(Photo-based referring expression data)
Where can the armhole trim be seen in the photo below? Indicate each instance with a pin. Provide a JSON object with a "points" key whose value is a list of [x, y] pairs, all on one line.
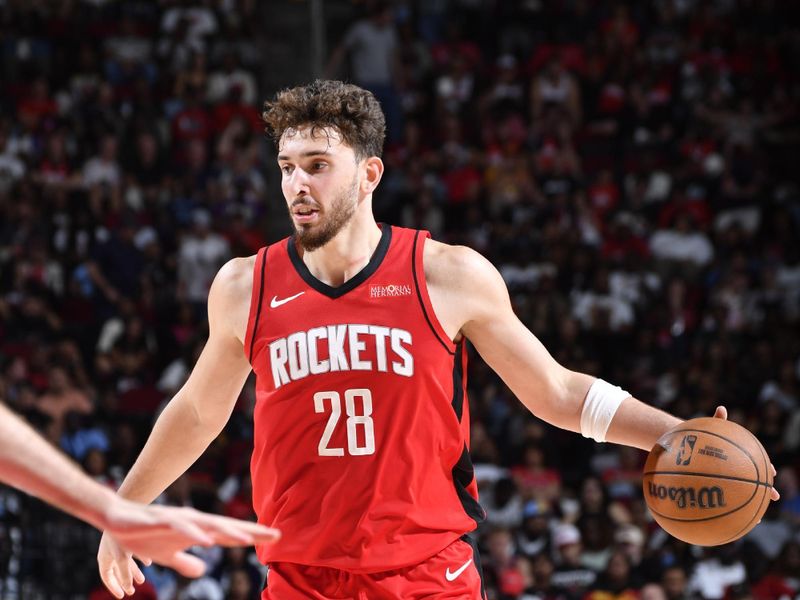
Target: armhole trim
{"points": [[256, 300], [418, 270]]}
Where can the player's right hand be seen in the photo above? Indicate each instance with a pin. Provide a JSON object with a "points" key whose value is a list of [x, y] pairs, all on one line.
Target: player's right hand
{"points": [[161, 534]]}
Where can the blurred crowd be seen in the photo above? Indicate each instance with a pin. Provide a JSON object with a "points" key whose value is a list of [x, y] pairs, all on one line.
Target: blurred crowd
{"points": [[628, 166]]}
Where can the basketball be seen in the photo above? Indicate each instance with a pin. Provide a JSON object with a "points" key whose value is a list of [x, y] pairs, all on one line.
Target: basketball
{"points": [[707, 481]]}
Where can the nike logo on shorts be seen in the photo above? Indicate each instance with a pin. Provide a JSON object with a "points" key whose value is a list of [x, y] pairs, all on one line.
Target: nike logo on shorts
{"points": [[454, 575], [275, 303]]}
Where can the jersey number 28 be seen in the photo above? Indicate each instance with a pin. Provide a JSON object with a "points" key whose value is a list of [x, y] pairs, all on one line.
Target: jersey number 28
{"points": [[353, 422]]}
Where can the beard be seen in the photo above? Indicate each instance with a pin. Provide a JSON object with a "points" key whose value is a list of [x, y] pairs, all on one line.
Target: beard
{"points": [[313, 236]]}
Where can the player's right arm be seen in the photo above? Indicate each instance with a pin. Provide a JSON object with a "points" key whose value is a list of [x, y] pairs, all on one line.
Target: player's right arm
{"points": [[195, 415]]}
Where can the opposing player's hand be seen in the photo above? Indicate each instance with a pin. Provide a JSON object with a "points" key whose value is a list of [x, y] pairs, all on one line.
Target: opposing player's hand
{"points": [[161, 534], [722, 413]]}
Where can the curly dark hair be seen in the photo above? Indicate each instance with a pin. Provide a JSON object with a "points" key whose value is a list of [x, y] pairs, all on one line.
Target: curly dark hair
{"points": [[351, 111]]}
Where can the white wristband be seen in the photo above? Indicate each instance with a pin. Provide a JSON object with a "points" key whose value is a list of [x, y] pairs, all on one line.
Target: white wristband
{"points": [[600, 406]]}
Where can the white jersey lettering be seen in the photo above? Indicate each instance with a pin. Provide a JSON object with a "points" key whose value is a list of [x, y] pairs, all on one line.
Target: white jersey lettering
{"points": [[297, 356]]}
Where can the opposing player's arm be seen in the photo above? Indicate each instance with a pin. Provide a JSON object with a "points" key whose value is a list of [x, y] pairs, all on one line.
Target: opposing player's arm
{"points": [[199, 411], [470, 298]]}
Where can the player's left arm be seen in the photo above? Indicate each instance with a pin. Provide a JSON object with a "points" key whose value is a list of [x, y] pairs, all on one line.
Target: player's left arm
{"points": [[470, 298]]}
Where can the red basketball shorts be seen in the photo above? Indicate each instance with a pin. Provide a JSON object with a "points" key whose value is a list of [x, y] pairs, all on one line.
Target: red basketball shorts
{"points": [[455, 572]]}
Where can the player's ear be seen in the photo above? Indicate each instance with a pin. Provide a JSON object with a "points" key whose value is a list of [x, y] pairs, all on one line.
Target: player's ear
{"points": [[373, 171]]}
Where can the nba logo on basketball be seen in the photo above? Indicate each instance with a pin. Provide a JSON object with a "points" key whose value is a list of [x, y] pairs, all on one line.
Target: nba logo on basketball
{"points": [[389, 291], [686, 449]]}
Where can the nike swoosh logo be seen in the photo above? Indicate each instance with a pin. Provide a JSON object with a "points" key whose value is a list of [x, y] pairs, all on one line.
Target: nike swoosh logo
{"points": [[454, 575], [275, 303]]}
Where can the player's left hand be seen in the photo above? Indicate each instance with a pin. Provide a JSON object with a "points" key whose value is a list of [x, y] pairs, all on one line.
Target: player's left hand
{"points": [[722, 413], [160, 534]]}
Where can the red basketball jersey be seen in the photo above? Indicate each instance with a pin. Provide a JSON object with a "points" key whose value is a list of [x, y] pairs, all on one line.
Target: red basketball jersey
{"points": [[361, 420]]}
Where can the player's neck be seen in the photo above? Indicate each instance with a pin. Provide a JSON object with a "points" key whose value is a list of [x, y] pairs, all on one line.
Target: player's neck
{"points": [[346, 254]]}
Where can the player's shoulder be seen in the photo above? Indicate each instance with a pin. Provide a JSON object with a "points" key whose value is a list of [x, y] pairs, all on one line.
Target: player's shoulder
{"points": [[234, 280], [455, 265], [230, 295]]}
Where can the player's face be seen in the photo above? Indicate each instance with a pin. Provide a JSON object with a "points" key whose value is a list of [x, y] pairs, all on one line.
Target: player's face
{"points": [[319, 179]]}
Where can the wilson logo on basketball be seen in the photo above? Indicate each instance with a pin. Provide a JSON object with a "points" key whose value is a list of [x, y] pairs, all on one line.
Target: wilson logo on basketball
{"points": [[683, 497], [389, 291]]}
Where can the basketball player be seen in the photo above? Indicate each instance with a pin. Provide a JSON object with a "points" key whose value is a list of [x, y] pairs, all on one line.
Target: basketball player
{"points": [[356, 333], [158, 533]]}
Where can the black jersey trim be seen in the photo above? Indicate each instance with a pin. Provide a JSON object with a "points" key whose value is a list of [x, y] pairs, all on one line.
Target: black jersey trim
{"points": [[476, 560], [458, 383], [258, 310], [349, 285], [419, 294], [463, 474]]}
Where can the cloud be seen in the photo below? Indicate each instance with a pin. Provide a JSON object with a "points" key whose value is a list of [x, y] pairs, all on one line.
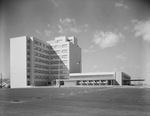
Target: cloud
{"points": [[121, 57], [69, 25], [48, 32], [89, 50], [54, 2], [38, 32], [120, 4], [142, 28], [106, 39], [96, 66]]}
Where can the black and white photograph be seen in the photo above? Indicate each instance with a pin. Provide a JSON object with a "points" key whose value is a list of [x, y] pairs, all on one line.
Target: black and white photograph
{"points": [[74, 58]]}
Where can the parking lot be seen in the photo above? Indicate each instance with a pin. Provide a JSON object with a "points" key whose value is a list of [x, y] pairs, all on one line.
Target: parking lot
{"points": [[75, 101]]}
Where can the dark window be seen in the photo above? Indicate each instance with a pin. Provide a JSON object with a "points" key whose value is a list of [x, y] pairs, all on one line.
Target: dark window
{"points": [[28, 83]]}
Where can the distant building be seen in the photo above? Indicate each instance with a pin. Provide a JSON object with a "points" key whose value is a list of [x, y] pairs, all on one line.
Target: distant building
{"points": [[34, 62]]}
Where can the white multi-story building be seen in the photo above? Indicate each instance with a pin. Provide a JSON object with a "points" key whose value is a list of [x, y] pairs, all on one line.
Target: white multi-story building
{"points": [[34, 62]]}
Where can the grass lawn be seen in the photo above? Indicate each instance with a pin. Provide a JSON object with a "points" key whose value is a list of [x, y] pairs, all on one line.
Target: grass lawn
{"points": [[85, 101]]}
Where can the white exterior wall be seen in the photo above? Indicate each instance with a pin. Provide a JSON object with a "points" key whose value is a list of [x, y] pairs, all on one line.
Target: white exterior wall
{"points": [[74, 58], [18, 62]]}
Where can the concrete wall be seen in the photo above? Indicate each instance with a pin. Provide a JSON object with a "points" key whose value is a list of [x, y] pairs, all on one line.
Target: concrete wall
{"points": [[69, 83], [18, 62], [75, 58]]}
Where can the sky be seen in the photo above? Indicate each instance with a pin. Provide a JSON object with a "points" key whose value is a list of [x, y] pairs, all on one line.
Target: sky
{"points": [[114, 34]]}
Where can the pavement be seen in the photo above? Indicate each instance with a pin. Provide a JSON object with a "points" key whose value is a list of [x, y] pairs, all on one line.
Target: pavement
{"points": [[76, 101]]}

### DIRECTIONS
Repeat the records above exactly, without any pictures.

### ANSWER FOR THE TASK
Where can the armhole trim be seen in the photo below? Indicate each instance with a pin. Provide a JSON object with a "points" key whose value is a list of [x, y] pairs, all on one line.
Target: armhole trim
{"points": [[256, 300], [418, 270]]}
Where can the player's right hand be seen in the photo above? Indicate each instance with a pin. Provide a JSON object with a "points" key whose value is a list of [x, y] pairs, all on one line.
Target: player's right hand
{"points": [[161, 534]]}
Where can the blurred crowd be seen in the photo above? Indicate each instance with a pin. Provide a JSON object with a "points" key whose value is a list of [x, y] pairs, all on one line.
Target: blurred crowd
{"points": [[628, 166]]}
Where can the basketball be seen in the photo above? Indicate each instance with a pin. Provide a JSON object with a "points" key whose value is a list of [x, y] pairs, all on one line.
Target: basketball
{"points": [[707, 481]]}
Where can the nike logo on shorts be seen in the photo above? Indicate each instance with a pin. Provide a JSON object with a "points" key whose value is a list of [x, y] pairs, all on one line.
Target: nike logo on shorts
{"points": [[454, 575], [275, 303]]}
Where can the jersey number 28 be seen in the photo above? Indicate each instance with a pin. Provide a JSON object with a "points" key whose value is a list of [x, y] pairs, all on one line.
Target: jersey number 28
{"points": [[353, 422]]}
Where can the beard be seen in the photo above? Indicate each instance with a pin. Provide a JSON object with a "points" key whose value is a list of [x, y] pairs, all on one line.
Target: beard
{"points": [[313, 236]]}
Where can the player's right arm be seen in the photo above? Indicate each instance with a pin. Provide a JSON object with a "points" key whose value is a list of [x, y] pairs, all on one line.
Target: player's right arm
{"points": [[195, 415]]}
Where can the opposing player's hand be seen in the photo above? Indicate each instance with a pin. Provide a JSON object with a "points" key whose value is a list of [x, y] pairs, all on one line.
Target: opposing player's hand
{"points": [[161, 534], [722, 413]]}
Where can the curly dark hair be seen in the photo above? Indicate each instance with a pin. Provide a JSON object with a "points" key whose value is a list of [x, y] pairs, all on one line.
Target: curly dark hair
{"points": [[351, 111]]}
Where can the white wristband be seen in the photo above? Indicate each instance with a pin. Provide a JSON object with a "points" key whose value is a list of [x, y] pairs, all on one line.
Target: white wristband
{"points": [[600, 406]]}
Where can the white jersey lettering be seen in the photo above? Indicate each instance with a pin. Provide a JSON object with a "points" key whose value is a list of [x, y] pairs, all on one line.
Target: white jersey lettering
{"points": [[297, 356]]}
Where can the opposing player's arm be seen in the photo above? Indicate each instance with a pin. Provide a JSON object with a "points" key whose value is a list of [x, y] pairs, all on one line.
Target: opposing player's arm
{"points": [[199, 411], [470, 298]]}
Where can the player's left arm be seen in the photo above? Indicate each instance with a pin. Provide a JSON object with a "points" key whose value is a list of [x, y] pairs, all on one line.
Target: player's left arm
{"points": [[470, 298]]}
Where can the red basketball shorts be seen in the photo above? Indicate each instance with a pin. Provide a JSON object with a "points" key whose value is a list of [x, y] pairs, all on one line.
Target: red basketball shorts
{"points": [[455, 572]]}
Where can the player's ear be seen in the photo above? Indicate each instance with a pin. Provide a JSON object with a "points" key whose value is a list of [x, y] pairs, all on one line.
Target: player's ear
{"points": [[373, 171]]}
Where can the nba logo on basketball be seen in the photo above? Indicate each instance with a pin. Provide a JSON object with a "points" key whose value is a list of [x, y] pairs, all on one line.
Target: nba logo on basketball
{"points": [[389, 291], [686, 449]]}
Where can the nike swoosh logo be seen in the photo above? Indicate each instance with a pin. Provide a JSON object with a "points" key whose value is a list of [x, y] pairs, all on one line.
Target: nike swoosh logo
{"points": [[454, 575], [275, 303]]}
Where can the player's left hand be seen in the photo above? Indicate each instance with a pin. Provide a JSON object with a "points" key whose value is a list of [x, y] pairs, all on one line.
Target: player's left hand
{"points": [[722, 413], [160, 534]]}
Where can the red basketball jersey be seen in the photo above? Indicate each instance with a pin. Provide a JSON object with a "points" key whose value is a list of [x, y] pairs, all on one line.
Target: red basketball jersey
{"points": [[361, 420]]}
Where can the player's neck be seen in the photo above? Indicate each instance with a pin. Provide a JSON object with a "points" key whose value is a list of [x, y] pairs, all on one line.
Target: player's neck
{"points": [[346, 254]]}
Where can the player's shoulder be seen in the photo above? Indicate each instance with a pin. Provide a JSON object with a "points" key whose value is a list of [x, y] pairs, all on one line.
Target: player's shoulder
{"points": [[234, 280], [455, 265], [230, 295]]}
Where can the player's face be seen in the photo above? Indicate each instance with a pin. Provide a JSON object with a "points" key whose value is a list of [x, y] pairs, all on one line.
Target: player's face
{"points": [[319, 179]]}
Where can the wilson logo on basketball be seen in the photo above? Indicate each instance with a pin. Provide a JSON object with a "points" key whose value is a list of [x, y] pairs, all on one line.
Target: wilson logo on basketball
{"points": [[683, 497], [389, 291]]}
Where can the basketball player be seen in the photo above? Indicate each instance with a pin. Provide a JSON object with a "points" key whose value is a list of [x, y] pairs, all on one line.
Target: basketball player
{"points": [[356, 333], [158, 533]]}
Where can the black jersey trim be seen in the photo above? Indicate each instance with a pin. Provide a JSON object with a "points" key whose value is a list of [x, y] pairs, all on one line.
Target: black jersey trim
{"points": [[476, 560], [458, 383], [258, 310], [349, 285], [419, 294], [463, 474]]}
Where can the cloud be seen in the photo below? Indicate each instance with a pin. Provide a JSON object with a "points" key whose value is a list of [x, y] pairs, all on one line.
Target: cloud
{"points": [[121, 57], [69, 25], [48, 32], [89, 50], [54, 2], [38, 32], [120, 4], [142, 28], [106, 39], [96, 66]]}
Where can the black and white photograph be seen in the photo above? Indicate each instance with a pin. Provide a JSON object with a "points" key whose value is a list of [x, y] pairs, all on one line.
Target: black and white photograph
{"points": [[74, 58]]}
Where can the parking lot be seen in the photo above? Indicate each instance with a pin. Provide a JSON object with a "points" key whose value is a list of [x, y] pairs, all on one line.
Target: parking lot
{"points": [[75, 101]]}
Where can the dark window be seen in the photo above? Indicate each instance with a pin. Provide a JSON object with a "points" key whose value is a list of [x, y] pairs, all on one line.
Target: dark window
{"points": [[28, 83]]}
Where can the distant building be seen in the photo above? Indicate each instance with a pin. Provide a JSON object with a "points" key whose value is a list of [x, y] pairs, all on one line.
Target: distant building
{"points": [[34, 62]]}
Where can the white multi-story building be seen in the photo above? Indicate each instance with a pin. Provide a JSON object with a "points" key whose value is a list of [x, y] pairs, all on one line.
Target: white multi-story building
{"points": [[34, 62]]}
Where can the grass lawn be seen in the photo above? Indicate each instance with a pin. Provide a JSON object with a "points" key whose value is a list of [x, y] pairs, all on one line.
Target: grass lawn
{"points": [[85, 101]]}
Where can the white exterior wall be seen in the photo above? Indicate each instance with a pin. Provide a JSON object with a "points" key whose value is a list of [x, y] pairs, all on one line.
Target: white exterior wall
{"points": [[74, 58], [18, 62]]}
Where can the concrete wall be seen in the photo above? Indicate each instance with a pin. Provide a JSON object with a "points" key whose value is a list of [x, y] pairs, all on one line.
Target: concrete wall
{"points": [[69, 83], [18, 62], [75, 58]]}
Where can the sky be seen in the photo above? Indicate each instance with a pin. Provide a JSON object with a "points" key whose value is a list of [x, y] pairs, all on one line.
Target: sky
{"points": [[114, 34]]}
Where can the pavement be seen in the photo above? Indicate each instance with a pin. Provide a JSON object with a "points" key whose value is a list of [x, y] pairs, all on one line.
Target: pavement
{"points": [[76, 101]]}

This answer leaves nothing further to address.